The 11th U.S. Circuit Court of Appeals held a hearing in July in a long-running legal battle about whether the state’s rights-restoration process has violated the federal Constitution. But the Atlanta-based appeals court has not ruled in the case, which was filed on behalf of several felons who served their sentences but have not been able to vote.

In the Nov. 6 election, however, Floridians approved an amendment to the state Constitution that requires the state to restore voting rights to most felons who have completed terms of their sentences, including probation or parole. The only exceptions to the automatic restoration are for felons convicted of murder or sexual offenses.

After passage of the amendment, the 11th U.S. Circuit Court of Appeals last week issued a memo directing attorneys for the plaintiffs and the state to file arguments about whether the federal lawsuit is now moot. The memo was issued Nov. 20 and gave the attorneys 15 days to respond.

The memo requested that attorneys answer whether “any of the plaintiffs in this case, as a result of their prior felony convictions, will continue to be disqualified from voting after the recently adopted amendment to … Florida’s Constitution goes into effect.” Also, it requested that they provide arguments about, “whether this case is moot under current law” if the plaintiffs are not disqualified from voting after the amendment takes effect.

But Howard Simon, executive director of the American Civil Liberties Union of Florida, told The News Service of Florida he does not think the lawsuit is moot for a variety of reasons.

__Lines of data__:
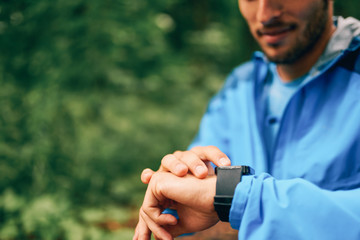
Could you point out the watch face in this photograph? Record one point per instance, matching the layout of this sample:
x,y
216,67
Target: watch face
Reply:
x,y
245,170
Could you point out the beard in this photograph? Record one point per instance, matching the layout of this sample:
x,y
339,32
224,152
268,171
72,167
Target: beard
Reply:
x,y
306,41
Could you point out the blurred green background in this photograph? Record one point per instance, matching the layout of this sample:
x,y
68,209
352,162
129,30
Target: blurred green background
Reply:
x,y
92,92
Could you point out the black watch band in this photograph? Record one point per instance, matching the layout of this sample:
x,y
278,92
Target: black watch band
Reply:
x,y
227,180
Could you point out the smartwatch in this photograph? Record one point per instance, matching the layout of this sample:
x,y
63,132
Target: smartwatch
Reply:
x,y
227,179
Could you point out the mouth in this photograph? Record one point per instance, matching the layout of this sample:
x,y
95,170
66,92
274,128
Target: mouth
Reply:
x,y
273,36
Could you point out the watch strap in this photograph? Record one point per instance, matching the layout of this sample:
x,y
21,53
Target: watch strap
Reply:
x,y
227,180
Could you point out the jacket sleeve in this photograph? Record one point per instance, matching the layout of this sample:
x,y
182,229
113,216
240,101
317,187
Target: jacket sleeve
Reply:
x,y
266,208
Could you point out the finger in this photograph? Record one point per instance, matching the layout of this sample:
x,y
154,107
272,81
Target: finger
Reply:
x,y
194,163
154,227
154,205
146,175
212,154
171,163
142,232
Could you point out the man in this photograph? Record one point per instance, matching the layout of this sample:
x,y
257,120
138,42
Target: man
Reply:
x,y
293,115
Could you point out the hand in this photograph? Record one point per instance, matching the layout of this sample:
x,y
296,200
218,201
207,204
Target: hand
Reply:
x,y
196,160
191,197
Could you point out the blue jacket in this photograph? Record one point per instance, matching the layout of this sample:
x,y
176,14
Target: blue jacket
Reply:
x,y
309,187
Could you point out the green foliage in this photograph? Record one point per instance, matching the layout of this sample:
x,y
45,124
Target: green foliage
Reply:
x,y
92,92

__WHAT YOU WILL DO__:
Transcribe the article about Florida's felon voting lawsuit from "In the Nov." to "or sexual offenses.".

__RESPONSE TO THIS EXERCISE__:
In the Nov. 6 election, however, Floridians approved an amendment to the state Constitution that requires the state to restore voting rights to most felons who have completed terms of their sentences, including probation or parole. The only exceptions to the automatic restoration are for felons convicted of murder or sexual offenses.